# What to work on:
1. From the account of the RISSE soccer team and the Mansion residents, reproduce word for word the passage that begins with "Both sides were" and ends with "isolated from them.".
2. In the account of the RISSE soccer team and the Mansion residents, where is the grandmother of one of the soccer kids trapped?

BEGIN Extracted text

Ali called me up today and said the RISSE soccer team, which came to the Mansion last week to have lunch with the residents there, had a meeting on Monday and asked if they could return to the Mansion and make lunch for the residents during their school break on the first week of April.
I should not have been shocked, but I was.
This was such a generous and heartfelt decision on their part, I had no idea they were even thinking of such a thing. I don’t believe any teenagers from anywhere have ever wanted to feed the residents at the Mansion.
I had a feeling from the beginning that the refugee kids and the Mansion residents had something in common, and now, I know what it is: empathy, an understanding of loneliness, isolation and suffering. I’ve seen lots of people visit the Mansion once, but I have rarely seen anyone return, let alone to cook for them.
Both sides were touched by the visit, I knew that. But Ali said the refugee kids were deeply affected by it. I think that’s why I invited them to come. In their countries, they lived closely with older people, they were not isolated from them.
Many of them, he said, have lost their “grandpas and grandmas”, even mothers and fathers to murder, disease, starvation, natural disaster, or genocide.
Many of their older family members died in the refugee camps where they spent years waiting for approval to come to America. One of the soccer kids told me his grandma, who helped to raise him, is trapped in a refugee camp in Bangladesh and cannot get permission to enter the United States. She is sick, he said, and he does not expect to see her again.
He wants to help the Mansion residents in her honor, he thinks of her every day.

END Extracted text
BEGIN Dataset content

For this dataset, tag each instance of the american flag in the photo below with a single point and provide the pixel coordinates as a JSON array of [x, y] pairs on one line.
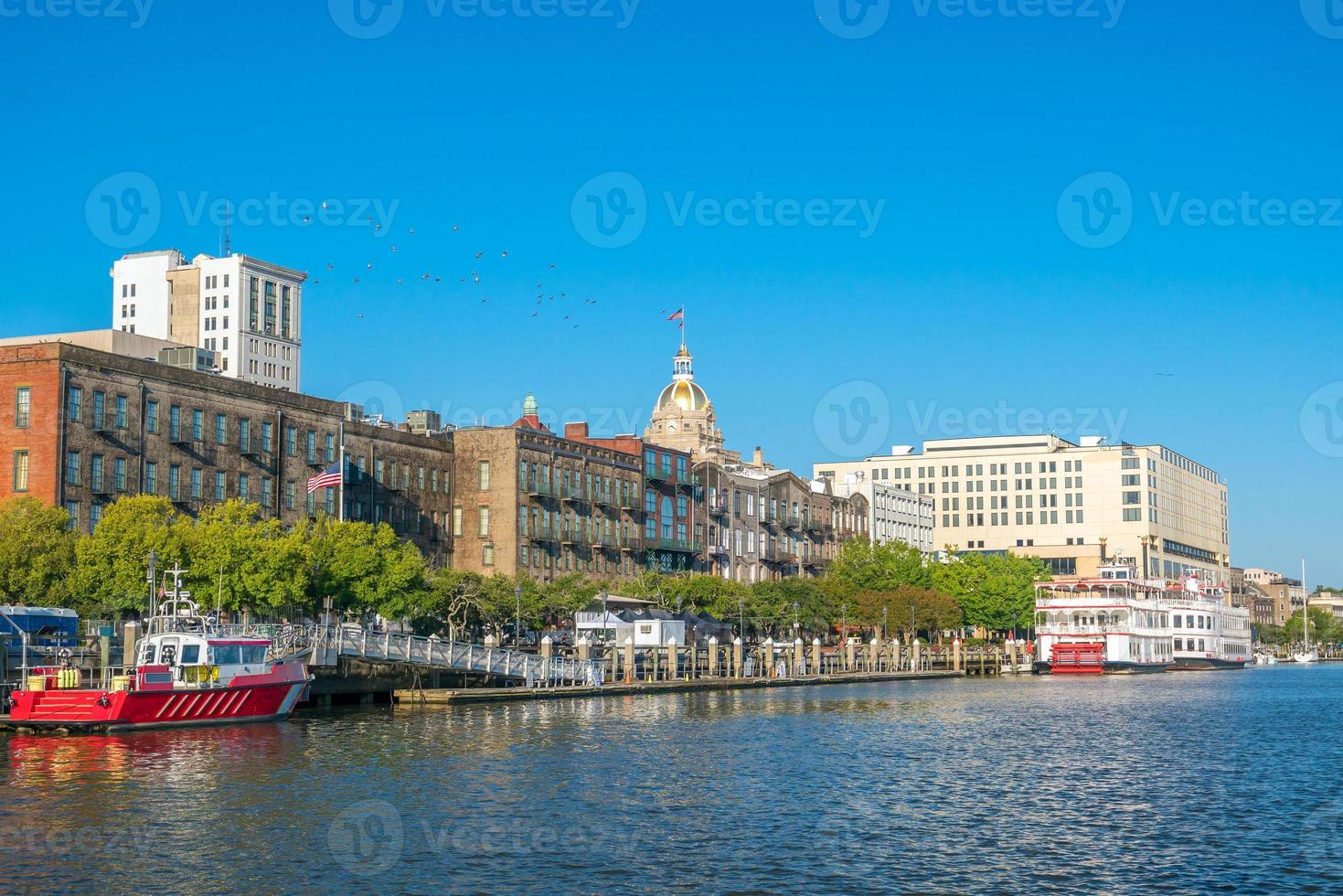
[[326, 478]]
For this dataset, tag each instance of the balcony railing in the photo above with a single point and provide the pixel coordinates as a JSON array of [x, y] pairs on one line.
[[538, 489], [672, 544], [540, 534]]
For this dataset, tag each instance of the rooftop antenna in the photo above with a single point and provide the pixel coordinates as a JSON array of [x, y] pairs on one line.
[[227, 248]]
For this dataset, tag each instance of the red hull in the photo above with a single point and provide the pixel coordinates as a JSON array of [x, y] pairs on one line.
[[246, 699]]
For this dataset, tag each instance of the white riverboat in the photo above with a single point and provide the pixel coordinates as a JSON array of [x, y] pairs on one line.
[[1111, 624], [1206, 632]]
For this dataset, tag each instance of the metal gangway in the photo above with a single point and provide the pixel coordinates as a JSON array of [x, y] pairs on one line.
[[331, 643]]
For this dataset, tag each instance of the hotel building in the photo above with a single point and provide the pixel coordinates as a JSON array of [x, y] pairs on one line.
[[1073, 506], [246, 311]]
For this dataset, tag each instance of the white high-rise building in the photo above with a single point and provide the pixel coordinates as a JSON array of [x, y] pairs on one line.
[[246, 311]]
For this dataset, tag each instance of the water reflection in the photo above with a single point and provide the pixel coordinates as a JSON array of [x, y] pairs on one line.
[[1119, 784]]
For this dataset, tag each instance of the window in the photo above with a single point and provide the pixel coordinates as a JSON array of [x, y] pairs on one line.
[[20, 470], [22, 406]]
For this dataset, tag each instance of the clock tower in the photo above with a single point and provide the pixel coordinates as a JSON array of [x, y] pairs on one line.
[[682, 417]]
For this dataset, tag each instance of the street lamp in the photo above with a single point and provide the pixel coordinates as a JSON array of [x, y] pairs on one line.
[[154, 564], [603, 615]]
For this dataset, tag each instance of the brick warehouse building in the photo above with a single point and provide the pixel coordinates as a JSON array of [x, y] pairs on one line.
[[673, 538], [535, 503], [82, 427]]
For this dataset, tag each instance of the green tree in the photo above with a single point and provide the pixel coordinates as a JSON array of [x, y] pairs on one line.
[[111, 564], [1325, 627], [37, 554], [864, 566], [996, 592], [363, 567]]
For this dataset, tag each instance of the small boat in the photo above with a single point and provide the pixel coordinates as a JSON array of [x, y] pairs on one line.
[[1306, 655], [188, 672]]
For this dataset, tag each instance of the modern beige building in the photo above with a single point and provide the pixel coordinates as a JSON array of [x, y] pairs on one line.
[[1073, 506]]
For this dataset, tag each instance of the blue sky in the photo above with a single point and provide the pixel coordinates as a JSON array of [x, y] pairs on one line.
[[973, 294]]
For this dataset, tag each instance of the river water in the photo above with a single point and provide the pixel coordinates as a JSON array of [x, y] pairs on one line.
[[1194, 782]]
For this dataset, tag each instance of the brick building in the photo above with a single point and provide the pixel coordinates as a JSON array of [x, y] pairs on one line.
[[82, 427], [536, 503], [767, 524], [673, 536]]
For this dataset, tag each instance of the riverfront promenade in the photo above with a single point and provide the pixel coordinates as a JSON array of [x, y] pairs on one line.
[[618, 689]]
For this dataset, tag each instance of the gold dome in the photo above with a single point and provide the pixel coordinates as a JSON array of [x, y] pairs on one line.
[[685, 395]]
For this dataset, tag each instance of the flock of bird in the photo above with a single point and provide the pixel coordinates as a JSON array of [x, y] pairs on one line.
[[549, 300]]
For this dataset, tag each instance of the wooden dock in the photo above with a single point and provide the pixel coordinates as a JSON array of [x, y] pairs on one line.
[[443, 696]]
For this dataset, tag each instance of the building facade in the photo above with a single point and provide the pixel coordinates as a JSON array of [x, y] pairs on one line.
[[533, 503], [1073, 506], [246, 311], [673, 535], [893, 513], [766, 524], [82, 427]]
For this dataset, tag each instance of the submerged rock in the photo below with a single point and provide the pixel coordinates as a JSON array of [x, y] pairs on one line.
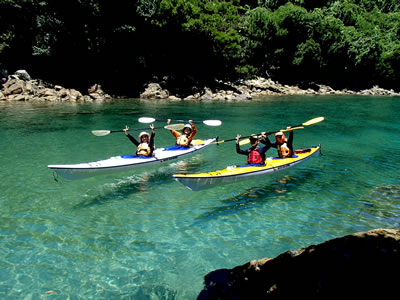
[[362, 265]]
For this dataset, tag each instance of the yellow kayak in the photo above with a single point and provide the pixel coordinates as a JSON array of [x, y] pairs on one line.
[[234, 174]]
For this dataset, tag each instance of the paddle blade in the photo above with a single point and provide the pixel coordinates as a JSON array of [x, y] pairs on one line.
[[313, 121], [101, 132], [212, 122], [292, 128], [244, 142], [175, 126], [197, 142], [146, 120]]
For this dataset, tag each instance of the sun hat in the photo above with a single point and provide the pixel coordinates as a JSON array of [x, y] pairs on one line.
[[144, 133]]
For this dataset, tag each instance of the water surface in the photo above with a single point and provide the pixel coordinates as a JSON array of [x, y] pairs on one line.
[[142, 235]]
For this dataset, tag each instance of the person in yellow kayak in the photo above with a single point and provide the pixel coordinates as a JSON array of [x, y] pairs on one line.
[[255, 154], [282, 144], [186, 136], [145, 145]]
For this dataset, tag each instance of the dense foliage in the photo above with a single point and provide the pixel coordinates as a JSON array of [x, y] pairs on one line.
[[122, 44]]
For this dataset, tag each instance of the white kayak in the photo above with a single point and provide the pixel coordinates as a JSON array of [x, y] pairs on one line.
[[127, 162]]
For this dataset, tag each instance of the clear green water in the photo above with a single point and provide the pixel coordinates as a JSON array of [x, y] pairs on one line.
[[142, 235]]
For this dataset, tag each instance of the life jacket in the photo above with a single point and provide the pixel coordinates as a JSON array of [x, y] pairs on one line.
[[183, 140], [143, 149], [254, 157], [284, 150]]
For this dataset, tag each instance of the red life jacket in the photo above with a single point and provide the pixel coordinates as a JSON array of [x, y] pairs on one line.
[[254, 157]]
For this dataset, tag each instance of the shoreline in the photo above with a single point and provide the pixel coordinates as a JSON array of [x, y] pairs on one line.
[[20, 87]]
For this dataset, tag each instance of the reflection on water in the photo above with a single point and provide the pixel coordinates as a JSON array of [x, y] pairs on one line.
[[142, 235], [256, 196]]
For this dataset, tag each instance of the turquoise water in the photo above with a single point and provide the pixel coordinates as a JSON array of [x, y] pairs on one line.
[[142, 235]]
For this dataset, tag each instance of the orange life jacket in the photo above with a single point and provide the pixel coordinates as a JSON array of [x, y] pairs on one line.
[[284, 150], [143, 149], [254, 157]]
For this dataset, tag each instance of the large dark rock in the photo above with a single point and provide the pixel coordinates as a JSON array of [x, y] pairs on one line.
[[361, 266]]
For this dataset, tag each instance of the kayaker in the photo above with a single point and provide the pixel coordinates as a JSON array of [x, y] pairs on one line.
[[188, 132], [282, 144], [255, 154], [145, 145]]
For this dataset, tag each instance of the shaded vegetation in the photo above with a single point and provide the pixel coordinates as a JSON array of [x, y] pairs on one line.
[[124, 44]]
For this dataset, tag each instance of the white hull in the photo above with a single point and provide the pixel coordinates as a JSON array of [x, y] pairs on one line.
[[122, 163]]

END Dataset content

# Answers for the tasks:
1.
Both sides were touched by the visit, I knew that. But Ali said the refugee kids were deeply affected by it. I think that’s why I invited them to come. In their countries, they lived closely with older people, they were not isolated from them.

2. In a refugee camp in Bangladesh.